═════ DATA IN THIS EXERCISE
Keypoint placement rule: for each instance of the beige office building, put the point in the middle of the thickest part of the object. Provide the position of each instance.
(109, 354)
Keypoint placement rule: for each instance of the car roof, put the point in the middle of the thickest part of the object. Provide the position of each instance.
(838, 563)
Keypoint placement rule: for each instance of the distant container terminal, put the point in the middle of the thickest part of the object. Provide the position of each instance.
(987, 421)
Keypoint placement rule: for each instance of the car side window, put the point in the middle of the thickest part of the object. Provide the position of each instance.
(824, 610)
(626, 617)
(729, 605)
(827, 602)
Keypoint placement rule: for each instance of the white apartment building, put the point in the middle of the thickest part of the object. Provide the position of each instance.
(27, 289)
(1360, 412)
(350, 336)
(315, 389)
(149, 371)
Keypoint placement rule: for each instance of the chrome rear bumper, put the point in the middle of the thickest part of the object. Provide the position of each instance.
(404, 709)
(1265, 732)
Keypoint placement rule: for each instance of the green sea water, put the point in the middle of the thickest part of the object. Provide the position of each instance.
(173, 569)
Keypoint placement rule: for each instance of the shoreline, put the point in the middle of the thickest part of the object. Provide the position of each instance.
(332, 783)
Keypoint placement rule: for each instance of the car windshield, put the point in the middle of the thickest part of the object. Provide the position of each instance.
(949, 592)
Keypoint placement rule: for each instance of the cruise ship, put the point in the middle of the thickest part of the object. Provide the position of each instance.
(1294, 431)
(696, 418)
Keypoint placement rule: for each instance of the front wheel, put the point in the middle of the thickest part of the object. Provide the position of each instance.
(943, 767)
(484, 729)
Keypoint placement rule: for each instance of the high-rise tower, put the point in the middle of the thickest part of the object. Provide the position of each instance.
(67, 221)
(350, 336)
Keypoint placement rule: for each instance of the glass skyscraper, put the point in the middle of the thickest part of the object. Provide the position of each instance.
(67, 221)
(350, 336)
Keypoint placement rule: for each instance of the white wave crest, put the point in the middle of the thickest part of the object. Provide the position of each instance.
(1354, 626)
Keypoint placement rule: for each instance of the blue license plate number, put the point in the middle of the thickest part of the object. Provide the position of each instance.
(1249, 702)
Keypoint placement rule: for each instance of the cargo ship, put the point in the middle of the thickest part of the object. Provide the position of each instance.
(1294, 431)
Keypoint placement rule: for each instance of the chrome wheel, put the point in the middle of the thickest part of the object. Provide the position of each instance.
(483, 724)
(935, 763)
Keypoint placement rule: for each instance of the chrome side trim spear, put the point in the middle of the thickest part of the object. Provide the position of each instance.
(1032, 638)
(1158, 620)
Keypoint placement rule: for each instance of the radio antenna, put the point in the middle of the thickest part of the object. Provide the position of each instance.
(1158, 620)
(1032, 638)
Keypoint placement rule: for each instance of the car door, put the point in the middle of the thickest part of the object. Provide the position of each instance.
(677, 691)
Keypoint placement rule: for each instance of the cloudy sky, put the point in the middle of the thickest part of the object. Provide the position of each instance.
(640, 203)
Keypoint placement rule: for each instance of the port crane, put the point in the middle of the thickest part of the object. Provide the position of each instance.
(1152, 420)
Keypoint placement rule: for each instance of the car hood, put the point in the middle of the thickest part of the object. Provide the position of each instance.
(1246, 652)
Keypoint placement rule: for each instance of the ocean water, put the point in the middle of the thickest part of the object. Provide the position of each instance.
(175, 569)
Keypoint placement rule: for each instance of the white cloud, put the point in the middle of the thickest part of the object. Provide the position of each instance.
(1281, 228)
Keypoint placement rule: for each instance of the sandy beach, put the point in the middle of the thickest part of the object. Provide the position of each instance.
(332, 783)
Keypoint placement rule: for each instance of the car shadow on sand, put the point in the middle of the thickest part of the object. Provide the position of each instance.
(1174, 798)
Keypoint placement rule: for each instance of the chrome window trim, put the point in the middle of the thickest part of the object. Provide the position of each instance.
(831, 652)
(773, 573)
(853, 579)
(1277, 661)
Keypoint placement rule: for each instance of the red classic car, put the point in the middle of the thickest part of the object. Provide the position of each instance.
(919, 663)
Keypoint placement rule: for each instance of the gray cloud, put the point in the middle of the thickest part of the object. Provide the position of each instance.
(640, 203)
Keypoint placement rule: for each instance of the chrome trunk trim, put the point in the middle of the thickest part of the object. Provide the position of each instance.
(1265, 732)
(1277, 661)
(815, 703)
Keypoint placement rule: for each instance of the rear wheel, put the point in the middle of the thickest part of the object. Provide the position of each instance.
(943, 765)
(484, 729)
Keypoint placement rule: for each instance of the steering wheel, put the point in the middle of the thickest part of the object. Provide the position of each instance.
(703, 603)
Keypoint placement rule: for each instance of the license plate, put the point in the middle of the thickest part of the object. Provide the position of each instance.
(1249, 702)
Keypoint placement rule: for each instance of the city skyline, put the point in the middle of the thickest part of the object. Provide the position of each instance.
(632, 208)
══════════
→ WHAT YOU SHOULD DO
Repeat the data verbatim, line after line, leaving nothing out.

→ SOLUTION TO THE EXERCISE
Keypoint placement rule: for each instance of the beige office building, put the point in the middle of the thickest part of the object. Provide the position of each instance.
(109, 354)
Keypoint placement rule: for each instance of the car roof, put the point in the middle of the thickest part of the object. Provide the position of each instance.
(838, 563)
Keypoint placement rule: for each instance of the distant container terminal, put the point in the middle of the thickest part of the object. Provide the position of each instance.
(987, 421)
Keypoint placement rule: for each instance of the car side window, put the point in the middle of the thickest part of the object. Provide the position of each instance.
(824, 610)
(626, 617)
(729, 605)
(827, 602)
Keypoint placement rule: for each instance of the white apartment building, put the point in the middle of the thickest part of the object. Provide the position of each instance.
(27, 289)
(1360, 412)
(350, 336)
(315, 389)
(149, 371)
Keypoint placement rule: for each instance of the chrome rear bumper, put the point in the middle of the thickest part of the object. Provide the position of each instance.
(404, 709)
(1265, 732)
Keypoint placement rule: for each instance of the green sea water, put the point in the middle of the thickest part of the object. Provide the position of each instance.
(173, 569)
Keypoint placement rule: for each instance of the shoreline, put the point in the middle of the thickest part of the object. Provide the position of each instance.
(332, 783)
Keypoint placement rule: for each instance of the car windshield, put the point in the middle of the thickest part of the object. Provide the position of each instance.
(949, 592)
Keypoint placement rule: for each instance of the cruise ship, put the point in the middle of the thickest part of the object. Provide the position of each instance.
(1294, 431)
(696, 418)
Keypoint placement rule: for each instance of the front wheel, put the point in the middle of the thickest part of the object. Provide the position of each instance.
(943, 767)
(484, 729)
Keypoint placement rule: for each instance of the high-rise tower, put the point in the middle of the thickest part of the object. Provide the position of each instance.
(67, 221)
(350, 336)
Keypoint placement rule: for each instance of the glass skyscraper, put the point in the middle of the thickest part of the object. Provide the position of each instance.
(67, 221)
(350, 336)
Keypoint placement rule: for each instance of the white wave crest, put the point in the middle of the thickest part of the object. Provide the position of each instance.
(1354, 626)
Keypoint placement rule: for each instance of the blue license plate number, put the point in the middle of the thickest part of the object. Provide the position of each instance.
(1249, 702)
Keypoint placement rule: for each instance of the cargo ship, put the point in the middle of the thickest part of the object. Provide the position of each instance.
(1294, 431)
Keypoint placement rule: for each instance of the chrome wheel, put the point in the middle of the thickest part of the object. Provide the position of each instance.
(483, 724)
(935, 763)
Keypoint placement rule: for each instance of the chrome side trim spear, put the point in the middle of the thickest part of the object. Provide the position of each instance.
(1032, 638)
(1158, 620)
Keypoint placement rule: for each instance of the radio antenna, put the point in the middle of the thickest part of the object. Provide the position of each instance.
(1158, 620)
(1032, 638)
Keypoint placement rule: for each instance of the car door, put the point in the middle of the thickest part of the object. Provide the position of each instance.
(677, 691)
Keypoint placement rule: for each instance of the cloudy sky, put the point in the middle of the thickest part of the object. Provide the position of each instance.
(640, 203)
Keypoint placement rule: for each instance of the port crane, put the point in the middle of the thickest part of the object. Provide the position of each instance.
(1152, 420)
Keypoint placement rule: for each instance of the car hood, put the point in the middle of the thickest part of the object. Provide the position of each instance.
(1246, 652)
Keypoint placement rule: for each instance of the ocean water, put the point in the middle of the thickest part of the object. Provide the position of each instance.
(175, 569)
Keypoint placement rule: for each instance of the white cloud, put the point in the middle of the thickest part of the object. Provide the position of each instance.
(1281, 228)
Keypoint placement rule: for each instance of the sandy beach, put the point in the middle of the thickest part of the object. Provide the position of each instance.
(332, 783)
Keypoint placement rule: for each instance of the car shadow on sand, put the point in the middle of the thickest part of the object. Provide the position of each instance.
(1174, 798)
Keypoint placement rule: for each instance of the chrome window trim, put the point in the middle of the thickest part of the object. Provide the position of each instance.
(831, 652)
(773, 573)
(853, 579)
(1277, 661)
Keypoint placement rule: for each instance of the red classic car, put the point in the middle of the thickest part of the object. Provide the position of each instance.
(919, 663)
Keypoint placement rule: for each instance of the gray cloud, put the point in the middle of the thickest part of the object. Provide the position of each instance.
(640, 203)
Keypoint placement rule: for each instance of the chrome trunk trim, put the point in the middle of the thickest part of the object. Provide the position of each instance.
(1265, 732)
(1277, 661)
(815, 703)
Keypoint placement rule: for each instance of the rear wheel, put the point in the middle of the thickest part of the object. Provide the position of each instance.
(943, 765)
(484, 729)
Keypoint placement rule: for each instance of the steering wheel, put the point in the middle of the thickest part of the object. Provide the position of each instance.
(703, 603)
Keypoint placement rule: for each instance of the license plate, put the point in the middle of the thickest part of the object. Provide the position of each instance.
(1249, 702)
Keypoint placement rule: for each instance of the city skyline, put the point in the middle of the thickest part of the object. Provide the position of each instance.
(632, 208)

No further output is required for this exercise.